▶ **Work instructions**
Without any omission, reproduce the records that follow.

**** Extracted entries ****

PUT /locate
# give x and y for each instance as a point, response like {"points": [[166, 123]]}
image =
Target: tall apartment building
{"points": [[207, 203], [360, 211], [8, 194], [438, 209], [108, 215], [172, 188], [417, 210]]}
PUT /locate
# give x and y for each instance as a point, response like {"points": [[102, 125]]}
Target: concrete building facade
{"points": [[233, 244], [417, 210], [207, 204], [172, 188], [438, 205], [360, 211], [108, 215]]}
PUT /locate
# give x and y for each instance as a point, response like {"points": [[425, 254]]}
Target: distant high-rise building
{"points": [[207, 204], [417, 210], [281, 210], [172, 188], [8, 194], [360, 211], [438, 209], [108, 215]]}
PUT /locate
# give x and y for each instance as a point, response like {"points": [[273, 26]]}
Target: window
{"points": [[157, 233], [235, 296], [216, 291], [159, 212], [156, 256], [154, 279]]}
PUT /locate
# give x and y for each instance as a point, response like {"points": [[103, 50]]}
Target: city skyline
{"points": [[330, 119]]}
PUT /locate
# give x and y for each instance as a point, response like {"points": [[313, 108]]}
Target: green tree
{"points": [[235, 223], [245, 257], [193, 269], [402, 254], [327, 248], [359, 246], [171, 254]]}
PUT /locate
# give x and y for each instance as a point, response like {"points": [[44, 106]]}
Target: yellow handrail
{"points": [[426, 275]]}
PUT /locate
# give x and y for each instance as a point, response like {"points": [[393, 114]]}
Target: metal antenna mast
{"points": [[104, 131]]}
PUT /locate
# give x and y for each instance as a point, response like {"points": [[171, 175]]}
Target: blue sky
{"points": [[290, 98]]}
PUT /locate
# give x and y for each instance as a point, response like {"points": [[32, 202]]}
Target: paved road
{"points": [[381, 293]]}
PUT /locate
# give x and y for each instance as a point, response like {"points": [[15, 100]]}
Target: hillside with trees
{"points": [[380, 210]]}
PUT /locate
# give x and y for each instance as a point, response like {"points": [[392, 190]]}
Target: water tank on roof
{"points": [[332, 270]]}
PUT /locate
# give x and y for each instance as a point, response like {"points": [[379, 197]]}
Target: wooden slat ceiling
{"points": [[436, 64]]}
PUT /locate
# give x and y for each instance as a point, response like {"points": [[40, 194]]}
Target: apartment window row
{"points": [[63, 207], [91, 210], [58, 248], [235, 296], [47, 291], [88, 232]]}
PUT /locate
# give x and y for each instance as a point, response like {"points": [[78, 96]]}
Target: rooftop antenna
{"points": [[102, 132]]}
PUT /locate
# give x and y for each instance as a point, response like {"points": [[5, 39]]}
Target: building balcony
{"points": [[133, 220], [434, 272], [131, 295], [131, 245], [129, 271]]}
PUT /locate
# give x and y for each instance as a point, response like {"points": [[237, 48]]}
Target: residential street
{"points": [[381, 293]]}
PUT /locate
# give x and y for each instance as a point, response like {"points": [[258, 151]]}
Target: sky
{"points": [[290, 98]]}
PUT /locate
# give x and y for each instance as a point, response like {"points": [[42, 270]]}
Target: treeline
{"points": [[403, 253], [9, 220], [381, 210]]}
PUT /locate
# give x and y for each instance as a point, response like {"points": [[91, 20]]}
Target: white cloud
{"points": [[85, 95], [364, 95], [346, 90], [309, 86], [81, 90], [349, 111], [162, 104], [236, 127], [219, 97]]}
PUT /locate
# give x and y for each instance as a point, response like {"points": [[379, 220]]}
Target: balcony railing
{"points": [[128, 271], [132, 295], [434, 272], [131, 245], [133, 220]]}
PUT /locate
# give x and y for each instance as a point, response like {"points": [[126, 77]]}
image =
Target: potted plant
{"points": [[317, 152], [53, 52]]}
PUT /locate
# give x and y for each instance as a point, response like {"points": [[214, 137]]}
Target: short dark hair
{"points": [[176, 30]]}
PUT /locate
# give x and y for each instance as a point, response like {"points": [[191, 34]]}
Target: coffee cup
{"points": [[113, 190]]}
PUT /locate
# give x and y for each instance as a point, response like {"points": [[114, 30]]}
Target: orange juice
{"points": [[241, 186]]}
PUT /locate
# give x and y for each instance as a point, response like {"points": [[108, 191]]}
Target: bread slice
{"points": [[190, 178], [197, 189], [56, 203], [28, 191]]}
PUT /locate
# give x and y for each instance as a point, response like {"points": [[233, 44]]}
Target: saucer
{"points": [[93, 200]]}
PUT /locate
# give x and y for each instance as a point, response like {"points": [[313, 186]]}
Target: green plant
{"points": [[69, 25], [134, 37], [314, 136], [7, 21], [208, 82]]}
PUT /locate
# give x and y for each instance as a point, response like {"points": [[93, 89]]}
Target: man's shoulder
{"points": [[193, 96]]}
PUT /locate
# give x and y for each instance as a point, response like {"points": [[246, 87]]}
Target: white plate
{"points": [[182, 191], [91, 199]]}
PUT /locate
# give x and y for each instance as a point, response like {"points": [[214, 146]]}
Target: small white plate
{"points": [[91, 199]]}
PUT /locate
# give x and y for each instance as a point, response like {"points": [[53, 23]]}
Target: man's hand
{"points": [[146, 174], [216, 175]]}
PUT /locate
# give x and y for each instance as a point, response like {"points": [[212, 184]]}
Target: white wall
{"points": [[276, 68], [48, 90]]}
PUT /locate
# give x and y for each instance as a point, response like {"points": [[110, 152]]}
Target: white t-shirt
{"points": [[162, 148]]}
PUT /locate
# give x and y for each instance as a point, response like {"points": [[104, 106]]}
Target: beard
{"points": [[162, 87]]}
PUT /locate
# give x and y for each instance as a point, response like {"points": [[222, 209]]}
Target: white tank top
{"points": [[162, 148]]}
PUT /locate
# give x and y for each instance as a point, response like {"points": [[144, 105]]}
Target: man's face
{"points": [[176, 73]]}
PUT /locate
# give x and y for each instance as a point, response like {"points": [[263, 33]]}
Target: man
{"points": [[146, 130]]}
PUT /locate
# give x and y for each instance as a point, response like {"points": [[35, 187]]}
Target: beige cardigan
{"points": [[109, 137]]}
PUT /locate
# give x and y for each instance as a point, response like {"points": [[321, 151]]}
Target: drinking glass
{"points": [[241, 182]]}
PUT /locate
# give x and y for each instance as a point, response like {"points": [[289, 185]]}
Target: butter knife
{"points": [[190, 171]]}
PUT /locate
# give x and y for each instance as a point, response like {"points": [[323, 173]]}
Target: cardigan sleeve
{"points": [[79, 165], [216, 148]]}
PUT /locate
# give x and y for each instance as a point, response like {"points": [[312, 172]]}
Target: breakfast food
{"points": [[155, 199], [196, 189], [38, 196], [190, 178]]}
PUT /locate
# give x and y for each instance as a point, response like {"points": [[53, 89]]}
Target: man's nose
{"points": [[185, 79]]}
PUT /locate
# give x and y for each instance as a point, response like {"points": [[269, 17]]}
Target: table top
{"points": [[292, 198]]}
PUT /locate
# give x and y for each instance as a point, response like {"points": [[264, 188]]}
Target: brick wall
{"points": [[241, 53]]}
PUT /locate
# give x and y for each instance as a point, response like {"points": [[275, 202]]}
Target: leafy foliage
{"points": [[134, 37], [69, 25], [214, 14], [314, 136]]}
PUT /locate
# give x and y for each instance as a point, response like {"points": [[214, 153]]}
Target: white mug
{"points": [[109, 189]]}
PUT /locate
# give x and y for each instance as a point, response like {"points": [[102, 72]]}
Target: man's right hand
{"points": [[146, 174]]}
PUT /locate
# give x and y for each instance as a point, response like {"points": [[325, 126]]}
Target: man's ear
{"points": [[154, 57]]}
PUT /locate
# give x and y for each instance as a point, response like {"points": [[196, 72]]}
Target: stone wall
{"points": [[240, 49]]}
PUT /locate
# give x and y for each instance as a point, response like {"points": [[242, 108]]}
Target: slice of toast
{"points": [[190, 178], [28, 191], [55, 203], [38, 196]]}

****

▶ **Response for this exercise**
PUT /locate
# give x and y for each instance as a point, response like {"points": [[166, 123]]}
image =
Target: tall apartment building
{"points": [[207, 203], [360, 211], [8, 194], [438, 209], [108, 215], [172, 188], [417, 210]]}
PUT /locate
# give x and y for each instance as a point, response like {"points": [[102, 125]]}
Target: concrete building facade
{"points": [[233, 244], [417, 210], [207, 204], [172, 188], [438, 205], [360, 211], [108, 215]]}
PUT /locate
# give x and y for each instance as a point, response like {"points": [[425, 254]]}
Target: distant high-rise building
{"points": [[207, 204], [417, 210], [281, 210], [172, 188], [8, 194], [360, 211], [438, 209], [108, 215]]}
PUT /locate
# give x and y for each instance as a point, response like {"points": [[273, 26]]}
Target: window
{"points": [[157, 233], [235, 296], [216, 291], [159, 212], [156, 256], [154, 279]]}
PUT /locate
# give x and y for each instance as a point, response like {"points": [[103, 50]]}
Target: city skyline
{"points": [[330, 119]]}
PUT /locate
# give x and y for each instance as a point, response like {"points": [[313, 108]]}
Target: green tree
{"points": [[235, 223], [245, 257], [193, 269], [402, 254], [327, 248], [359, 246], [171, 254]]}
PUT /locate
# give x and y for each instance as a point, response like {"points": [[44, 106]]}
Target: yellow handrail
{"points": [[426, 275]]}
PUT /locate
# give x and y for each instance as a point, response like {"points": [[393, 114]]}
Target: metal antenna mast
{"points": [[104, 131]]}
PUT /locate
# give x and y for each instance as a point, response like {"points": [[171, 175]]}
Target: blue sky
{"points": [[290, 98]]}
PUT /locate
# give x and y for each instance as a point, response like {"points": [[32, 202]]}
Target: paved road
{"points": [[381, 293]]}
PUT /locate
# give x and y for each instance as a point, response like {"points": [[15, 100]]}
Target: hillside with trees
{"points": [[380, 210]]}
PUT /locate
# give x and y for each instance as a point, response like {"points": [[392, 190]]}
Target: water tank on roof
{"points": [[332, 270]]}
PUT /locate
# give x and y for each instance as a point, response like {"points": [[379, 197]]}
Target: wooden slat ceiling
{"points": [[436, 64]]}
PUT /locate
# give x and y for each instance as a point, response like {"points": [[40, 194]]}
Target: apartment window row
{"points": [[63, 207], [91, 210], [58, 248], [235, 296], [47, 291], [88, 232]]}
PUT /locate
# give x and y for each instance as a point, response like {"points": [[78, 96]]}
Target: rooftop antenna
{"points": [[102, 132]]}
PUT /locate
# give x and y for each instance as a point, response like {"points": [[5, 39]]}
Target: building balcony
{"points": [[133, 220], [434, 272], [131, 295], [131, 245], [129, 271]]}
PUT /locate
# give x and y for each instance as a point, response like {"points": [[237, 48]]}
Target: residential street
{"points": [[381, 293]]}
PUT /locate
# give x and y for each instance as a point, response like {"points": [[258, 151]]}
Target: sky
{"points": [[290, 98]]}
PUT /locate
# give x and y for each instance as a point, response like {"points": [[42, 270]]}
Target: treeline
{"points": [[403, 253], [9, 220], [381, 210]]}
PUT /locate
# give x and y for each instance as a point, response like {"points": [[91, 20]]}
Target: white cloud
{"points": [[85, 95], [364, 95], [346, 90], [309, 86], [81, 90], [349, 111], [162, 104], [236, 127], [219, 97]]}
PUT /locate
# give x and y for each instance as a point, response like {"points": [[379, 220]]}
Target: balcony railing
{"points": [[128, 271], [132, 295], [434, 272], [131, 245], [133, 220]]}
PUT /locate
# give x and y for each instance as a point, response like {"points": [[126, 77]]}
image =
Target: potted plant
{"points": [[317, 152], [53, 52]]}
PUT /locate
# give x and y for each instance as a point, response like {"points": [[214, 137]]}
Target: short dark hair
{"points": [[176, 30]]}
PUT /locate
# give x and y for each instance as a point, response like {"points": [[191, 34]]}
Target: coffee cup
{"points": [[113, 190]]}
PUT /locate
# give x and y for each instance as a point, response like {"points": [[114, 30]]}
Target: orange juice
{"points": [[241, 186]]}
PUT /locate
# give x and y for each instance as a point, response like {"points": [[108, 191]]}
Target: bread slice
{"points": [[190, 178], [197, 189], [56, 203], [28, 191]]}
PUT /locate
# give x and y for each instance as a point, response like {"points": [[233, 44]]}
Target: saucer
{"points": [[93, 200]]}
PUT /locate
# give x and y for each instance as a point, response like {"points": [[313, 186]]}
Target: green plant
{"points": [[69, 25], [134, 37], [314, 136], [7, 21], [208, 82]]}
PUT /locate
# give x and y for each instance as a point, response like {"points": [[93, 89]]}
Target: man's shoulder
{"points": [[193, 96]]}
PUT /locate
# give x and y for each instance as a point, response like {"points": [[246, 87]]}
Target: white plate
{"points": [[182, 191], [91, 199]]}
PUT /locate
# give x and y for each instance as a point, response like {"points": [[214, 146]]}
Target: small white plate
{"points": [[91, 199]]}
PUT /locate
# give x and y for each instance as a point, response like {"points": [[53, 23]]}
Target: man's hand
{"points": [[146, 174], [216, 175]]}
PUT /locate
# give x and y for each instance as a point, response like {"points": [[212, 184]]}
Target: white wall
{"points": [[276, 68], [48, 90]]}
PUT /locate
# give x and y for each instance as a point, response like {"points": [[110, 152]]}
Target: white t-shirt
{"points": [[162, 148]]}
PUT /locate
# give x and y for each instance as a point, response like {"points": [[104, 106]]}
Target: beard
{"points": [[162, 87]]}
PUT /locate
# give x and y for each instance as a point, response like {"points": [[222, 209]]}
Target: white tank top
{"points": [[162, 148]]}
PUT /locate
# give x and y for each instance as a point, response like {"points": [[144, 105]]}
Target: man's face
{"points": [[176, 73]]}
PUT /locate
# give x and y for each instance as a point, response like {"points": [[263, 33]]}
Target: man
{"points": [[146, 130]]}
PUT /locate
# give x and y for each instance as a point, response like {"points": [[35, 187]]}
Target: beige cardigan
{"points": [[109, 137]]}
PUT /locate
# give x and y for each instance as a point, response like {"points": [[321, 151]]}
Target: drinking glass
{"points": [[241, 182]]}
PUT /locate
# give x and y for each instance as a point, response like {"points": [[289, 185]]}
Target: butter knife
{"points": [[190, 171]]}
PUT /locate
# give x and y for each instance as a point, response like {"points": [[323, 173]]}
Target: cardigan sleeve
{"points": [[79, 165], [216, 148]]}
PUT /locate
# give x and y for each instance as a point, response like {"points": [[312, 172]]}
Target: breakfast food
{"points": [[155, 199], [196, 189], [38, 196], [190, 178]]}
PUT /locate
# give x and y for each instance as a point, response like {"points": [[53, 89]]}
Target: man's nose
{"points": [[185, 79]]}
PUT /locate
# give x and y for each instance as a point, response like {"points": [[269, 17]]}
Target: table top
{"points": [[292, 198]]}
PUT /locate
# give x and y for each instance as a point, response like {"points": [[264, 188]]}
Target: brick wall
{"points": [[241, 53]]}
PUT /locate
# give x and y for each instance as a point, response like {"points": [[275, 202]]}
Target: leafy foliage
{"points": [[134, 37], [69, 25], [214, 14], [314, 136]]}
PUT /locate
# give x and y for each instance as a point, response like {"points": [[214, 153]]}
Target: white mug
{"points": [[109, 189]]}
PUT /locate
# give x and y for each instance as a point, response like {"points": [[102, 72]]}
Target: man's right hand
{"points": [[146, 174]]}
PUT /locate
# give x and y for each instance as a point, response like {"points": [[325, 126]]}
Target: man's ear
{"points": [[154, 57]]}
PUT /locate
# give x and y for each instance as a point, response like {"points": [[196, 72]]}
Target: stone wall
{"points": [[240, 49]]}
PUT /locate
# give x and y for each instance as a point, response like {"points": [[242, 108]]}
Target: slice of toast
{"points": [[190, 178], [28, 191], [55, 203], [38, 196]]}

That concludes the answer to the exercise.